▶ Set task:
Pull out every line below that contains the string "plate", copying each one in full. Matching is case-sensitive.

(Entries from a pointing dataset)
+ + +

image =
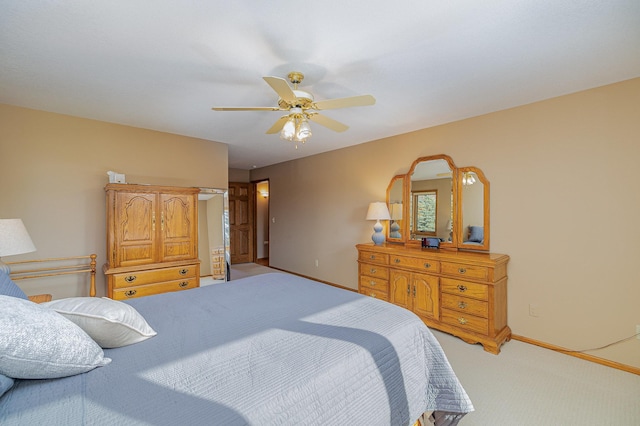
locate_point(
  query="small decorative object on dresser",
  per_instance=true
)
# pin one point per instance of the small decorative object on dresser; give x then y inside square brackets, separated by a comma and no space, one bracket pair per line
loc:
[152,240]
[424,268]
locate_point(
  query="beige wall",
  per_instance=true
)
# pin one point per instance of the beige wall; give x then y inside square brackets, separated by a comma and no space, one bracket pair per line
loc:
[53,170]
[564,206]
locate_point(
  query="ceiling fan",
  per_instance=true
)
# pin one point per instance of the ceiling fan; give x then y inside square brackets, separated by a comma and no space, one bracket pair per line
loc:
[301,107]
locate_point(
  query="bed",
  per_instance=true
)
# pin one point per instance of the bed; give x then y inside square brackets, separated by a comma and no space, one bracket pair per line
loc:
[272,349]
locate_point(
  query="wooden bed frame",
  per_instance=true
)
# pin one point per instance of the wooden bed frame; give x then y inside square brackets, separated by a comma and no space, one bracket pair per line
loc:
[31,269]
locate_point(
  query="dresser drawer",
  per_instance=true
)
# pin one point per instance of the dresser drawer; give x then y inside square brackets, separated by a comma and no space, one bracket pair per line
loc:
[466,271]
[149,289]
[377,294]
[465,321]
[464,304]
[464,288]
[420,265]
[374,271]
[373,257]
[375,284]
[130,279]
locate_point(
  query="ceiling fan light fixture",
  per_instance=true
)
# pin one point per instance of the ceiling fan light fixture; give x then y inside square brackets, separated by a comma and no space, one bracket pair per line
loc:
[304,130]
[289,129]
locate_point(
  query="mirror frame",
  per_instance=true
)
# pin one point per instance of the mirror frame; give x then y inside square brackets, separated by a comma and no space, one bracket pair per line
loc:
[487,234]
[404,214]
[457,233]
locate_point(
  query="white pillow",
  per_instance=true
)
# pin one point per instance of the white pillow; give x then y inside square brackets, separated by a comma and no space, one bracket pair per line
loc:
[38,343]
[110,323]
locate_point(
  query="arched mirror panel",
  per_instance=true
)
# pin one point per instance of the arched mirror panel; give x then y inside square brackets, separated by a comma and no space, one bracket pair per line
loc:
[474,209]
[431,195]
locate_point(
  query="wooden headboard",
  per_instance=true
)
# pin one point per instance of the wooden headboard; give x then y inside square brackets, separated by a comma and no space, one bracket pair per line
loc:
[31,269]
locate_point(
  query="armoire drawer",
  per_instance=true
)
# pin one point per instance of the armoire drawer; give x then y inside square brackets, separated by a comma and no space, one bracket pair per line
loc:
[420,265]
[373,257]
[464,288]
[149,289]
[466,271]
[136,278]
[465,321]
[466,305]
[374,271]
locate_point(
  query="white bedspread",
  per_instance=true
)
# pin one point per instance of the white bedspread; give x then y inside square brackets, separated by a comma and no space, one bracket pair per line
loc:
[273,349]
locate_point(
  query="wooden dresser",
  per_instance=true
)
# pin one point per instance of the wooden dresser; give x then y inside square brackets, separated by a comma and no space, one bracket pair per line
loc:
[461,293]
[152,240]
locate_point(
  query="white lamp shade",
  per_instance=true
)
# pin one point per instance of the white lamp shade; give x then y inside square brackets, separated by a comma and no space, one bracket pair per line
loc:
[14,238]
[378,211]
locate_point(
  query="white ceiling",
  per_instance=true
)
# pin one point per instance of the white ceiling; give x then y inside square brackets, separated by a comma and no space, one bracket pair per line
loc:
[163,64]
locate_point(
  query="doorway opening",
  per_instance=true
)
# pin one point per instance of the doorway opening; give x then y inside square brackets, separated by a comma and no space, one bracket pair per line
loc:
[261,226]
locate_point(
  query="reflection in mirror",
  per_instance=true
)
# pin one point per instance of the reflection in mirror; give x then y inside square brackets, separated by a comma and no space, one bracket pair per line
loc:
[474,220]
[213,235]
[433,176]
[425,219]
[394,202]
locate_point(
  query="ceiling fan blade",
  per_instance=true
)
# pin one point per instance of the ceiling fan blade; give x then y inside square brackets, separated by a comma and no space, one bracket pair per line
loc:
[278,125]
[362,100]
[245,109]
[328,122]
[282,88]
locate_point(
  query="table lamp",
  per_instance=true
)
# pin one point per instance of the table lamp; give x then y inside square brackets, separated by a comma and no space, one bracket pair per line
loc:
[378,211]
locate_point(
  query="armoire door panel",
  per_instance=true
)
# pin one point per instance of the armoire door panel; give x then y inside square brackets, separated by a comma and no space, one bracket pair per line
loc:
[136,227]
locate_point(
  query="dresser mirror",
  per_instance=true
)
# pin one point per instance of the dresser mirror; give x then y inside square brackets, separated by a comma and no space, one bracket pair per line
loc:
[440,200]
[474,209]
[213,234]
[395,194]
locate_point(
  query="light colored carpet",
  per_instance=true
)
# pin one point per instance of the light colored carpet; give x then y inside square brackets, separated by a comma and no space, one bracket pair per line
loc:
[527,385]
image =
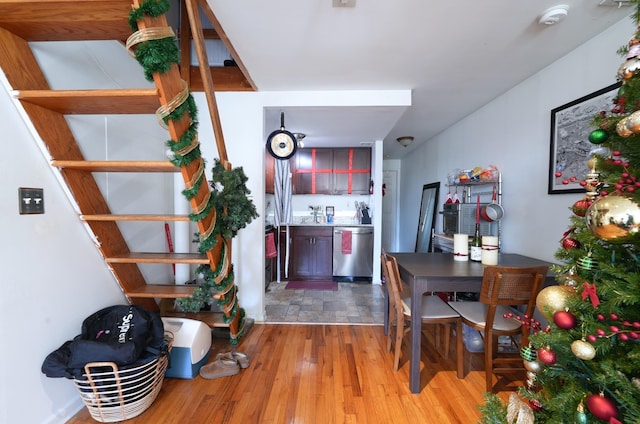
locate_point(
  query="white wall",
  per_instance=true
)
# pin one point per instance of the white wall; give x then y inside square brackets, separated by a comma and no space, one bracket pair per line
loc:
[52,278]
[512,132]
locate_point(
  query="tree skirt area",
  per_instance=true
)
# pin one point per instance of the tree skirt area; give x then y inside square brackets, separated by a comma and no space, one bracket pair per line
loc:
[312,285]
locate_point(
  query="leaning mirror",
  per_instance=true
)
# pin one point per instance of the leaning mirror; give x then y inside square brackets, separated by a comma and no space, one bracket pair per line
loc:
[427,220]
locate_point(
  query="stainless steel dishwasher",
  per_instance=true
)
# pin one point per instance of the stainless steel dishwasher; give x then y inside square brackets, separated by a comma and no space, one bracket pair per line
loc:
[358,263]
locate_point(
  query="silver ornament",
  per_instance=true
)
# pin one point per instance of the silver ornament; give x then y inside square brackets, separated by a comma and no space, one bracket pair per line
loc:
[615,219]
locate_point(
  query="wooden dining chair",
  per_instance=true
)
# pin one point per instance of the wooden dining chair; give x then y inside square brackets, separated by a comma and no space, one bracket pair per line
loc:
[434,311]
[503,288]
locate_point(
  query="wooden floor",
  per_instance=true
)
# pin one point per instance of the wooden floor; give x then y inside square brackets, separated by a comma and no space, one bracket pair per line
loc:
[322,374]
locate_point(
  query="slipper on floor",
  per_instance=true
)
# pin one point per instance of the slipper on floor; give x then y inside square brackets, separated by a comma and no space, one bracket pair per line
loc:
[240,357]
[221,367]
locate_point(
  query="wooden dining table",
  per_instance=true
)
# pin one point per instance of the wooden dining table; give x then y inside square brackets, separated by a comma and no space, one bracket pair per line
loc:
[439,272]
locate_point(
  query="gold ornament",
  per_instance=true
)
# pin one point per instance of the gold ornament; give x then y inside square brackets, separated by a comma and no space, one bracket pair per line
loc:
[592,181]
[615,219]
[554,298]
[627,69]
[633,122]
[518,411]
[533,366]
[571,279]
[583,350]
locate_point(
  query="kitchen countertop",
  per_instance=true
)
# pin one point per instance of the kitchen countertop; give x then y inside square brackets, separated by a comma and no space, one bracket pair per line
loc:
[324,224]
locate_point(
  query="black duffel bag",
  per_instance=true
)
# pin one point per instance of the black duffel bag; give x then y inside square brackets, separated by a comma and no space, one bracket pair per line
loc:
[123,334]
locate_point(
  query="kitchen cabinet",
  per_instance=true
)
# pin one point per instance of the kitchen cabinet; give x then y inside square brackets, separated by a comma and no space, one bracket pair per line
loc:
[351,171]
[311,253]
[332,171]
[312,171]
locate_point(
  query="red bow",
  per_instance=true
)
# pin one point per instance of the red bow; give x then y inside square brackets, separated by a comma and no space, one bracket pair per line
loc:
[590,290]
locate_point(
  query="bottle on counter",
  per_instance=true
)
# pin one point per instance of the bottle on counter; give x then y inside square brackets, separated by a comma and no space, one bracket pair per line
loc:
[475,248]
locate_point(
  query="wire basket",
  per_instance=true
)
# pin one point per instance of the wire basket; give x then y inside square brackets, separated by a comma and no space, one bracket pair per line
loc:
[112,394]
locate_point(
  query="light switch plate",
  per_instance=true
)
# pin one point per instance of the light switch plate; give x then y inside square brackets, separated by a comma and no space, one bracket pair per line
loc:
[31,200]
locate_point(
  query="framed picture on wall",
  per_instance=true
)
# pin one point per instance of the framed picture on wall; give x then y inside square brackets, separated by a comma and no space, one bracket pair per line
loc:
[570,145]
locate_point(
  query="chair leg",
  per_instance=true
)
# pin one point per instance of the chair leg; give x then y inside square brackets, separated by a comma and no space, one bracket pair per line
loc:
[398,347]
[488,360]
[459,350]
[447,338]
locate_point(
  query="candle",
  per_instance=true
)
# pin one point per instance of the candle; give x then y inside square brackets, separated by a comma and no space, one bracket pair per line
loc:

+ + +

▶ Written solution:
  query="light switch plate",
# pin one point per instance of the light switch plate; give x then y inside square brackets, separated by a comma and no space, one bracket pair per line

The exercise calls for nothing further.